TAREFA A REALIZAR: Segundo o texto selecionado, onde é que a vida de José Niza se cruzou com a de Mário Viegas? Responda numa frase, por favor.

TEXTO SELECIONADO:
● ● ● ● ● ● ●
"A poesia era oxigénio que ele respirava"

O PÚBLICO assinala os dez anos da morte de Mário Viegas, actor e "dizedor de poesia", com uma colecção inédita de 12 livros, com oferta de CD. Os volumes de Mário
Viegas - Discografia Completa incluem ainda a transcrição dos poemas recitados, histórias das gravações dos discos, críticas da imprensa da época, imagens do espólio do artista cedidas pelo Museu Nacional do Teatro e uma biografia que começa por evocar a sua infância e adolescência em Santarém e, mais tarde, aborda a sua carreira profissional. Amanhã o primeiro volume Palavras Ditas por apenas mais 8 euros, com o PÚBLICO

PÚBLICO - Como e quando é que a sua vida se cruza com a de Mário Viegas?JOSÉ NIZA - Em Santarém, julgo que em 1956, no Bairro de São Bento e em casa dos meus pais. Ele ia lá para a minha mãe lhe ensinar catequese. O Mário tinha sete ou oito anos, muitos caracóis e andava de calções. Eu já tinha dezassete e era caloiro de Medicina, em Coimbra. Dez anos de diferença, nestas idades são o salto de uma geração. Só quando ele começou a fazer teatro e a recitar poemas, é que eu percebi que aquele miúdo era especial.

Como surge a oportunidade de produzir o Palavras Ditas? Em 1969 eu estava na guerra colonial, nas matas do norte de Angola. Um dia recebi um disco que a minha mulher me enviou, e que era o primeiro que o Mário gravara: Mário Viegas diz poemas... Poemas de Joaquim Namorado, Manuel Alegre, Armindo Rodrigues, António Gedeão e Reinaldo Ferreira. O problema foi que, no aquartelamento, só havia morteiros, bazucas e G-3. Gira-discos é que não havia. Ouviu-o meses depois, quando fui a Luanda, e percebi que se tinha encerrado o ciclo João Villaret e começado o de Mário Viegas.
Pouco tempo depois - coincidências felizes -, recebi uma carta do Adriano Correia de Oliveira (que já tinha gravado canções minhas) em que me contava que ele e o Zeca Afonso, me tinham proposto ao Arnaldo Trindade, o maior e mais corajoso editor discográfico da segunda metade do século passado, para dirigir a produção de discos de "prestígio" da editora Orfeu.
● ● ● ● ● ● ●
EXCERTO DOS DADOS:
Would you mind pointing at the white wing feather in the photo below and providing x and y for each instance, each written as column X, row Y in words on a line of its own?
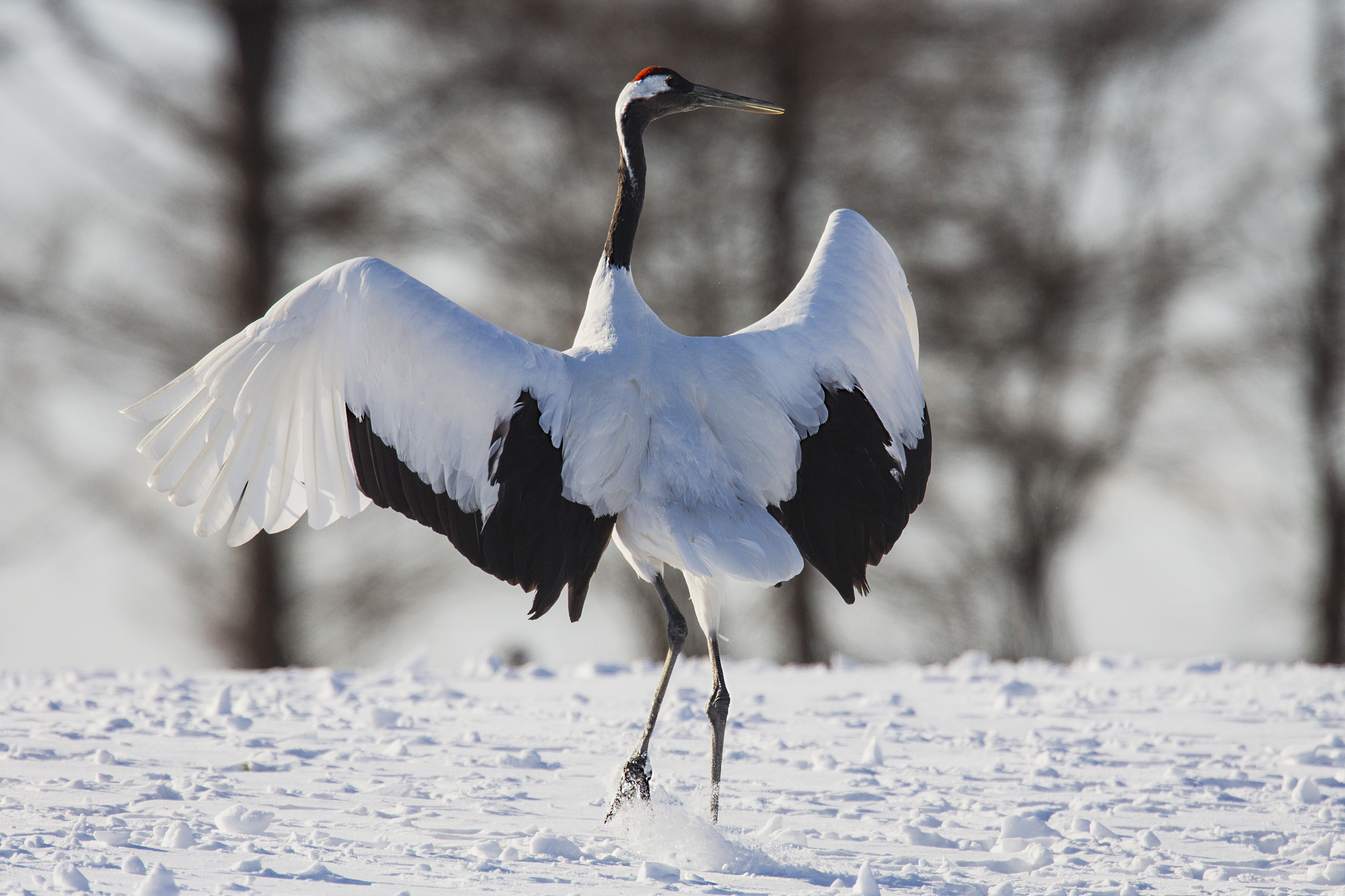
● ● ● ● ● ● ●
RESPOSTA ESCRITA: Em Santarém, no Bairro de São Bento, em casa dos pais de José Niza.